Data extracted from a collection
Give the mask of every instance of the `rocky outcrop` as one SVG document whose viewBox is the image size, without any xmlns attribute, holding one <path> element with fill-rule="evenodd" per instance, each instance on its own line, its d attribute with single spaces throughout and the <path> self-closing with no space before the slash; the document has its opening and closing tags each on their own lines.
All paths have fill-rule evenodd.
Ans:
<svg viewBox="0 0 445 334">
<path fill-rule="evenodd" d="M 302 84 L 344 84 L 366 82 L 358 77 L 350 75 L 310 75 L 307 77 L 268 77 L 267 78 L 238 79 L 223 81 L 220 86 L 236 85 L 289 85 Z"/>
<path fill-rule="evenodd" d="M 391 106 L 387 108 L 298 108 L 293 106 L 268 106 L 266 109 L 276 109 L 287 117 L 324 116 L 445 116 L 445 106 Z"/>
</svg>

▶ **TASK OBJECTIVE**
Reproduce all of the material above, requests included, with every number in the answers (the viewBox dimensions and the path coordinates) scaled by 2.4. Round each result to a whole number, with halves rounded up.

▶ **COMPLETE ANSWER**
Give the mask of every instance of the `rocky outcrop` as one SVG document whose viewBox is the image size, without any xmlns attribute, holding one <path> element with fill-rule="evenodd" per instance, each instance on its own line, its d attribute with single spaces throughout and the <path> self-closing with no space before the slash; the document has its opening and closing tags each on their own lines.
All paths have fill-rule evenodd.
Ans:
<svg viewBox="0 0 1068 802">
<path fill-rule="evenodd" d="M 725 202 L 826 202 L 878 197 L 859 185 L 840 180 L 744 180 L 737 185 L 643 185 L 641 187 L 571 190 L 535 194 L 528 206 L 566 204 L 694 204 Z"/>
<path fill-rule="evenodd" d="M 938 254 L 929 259 L 715 259 L 703 254 L 643 254 L 638 262 L 662 262 L 689 281 L 778 278 L 1068 278 L 1068 254 Z"/>
</svg>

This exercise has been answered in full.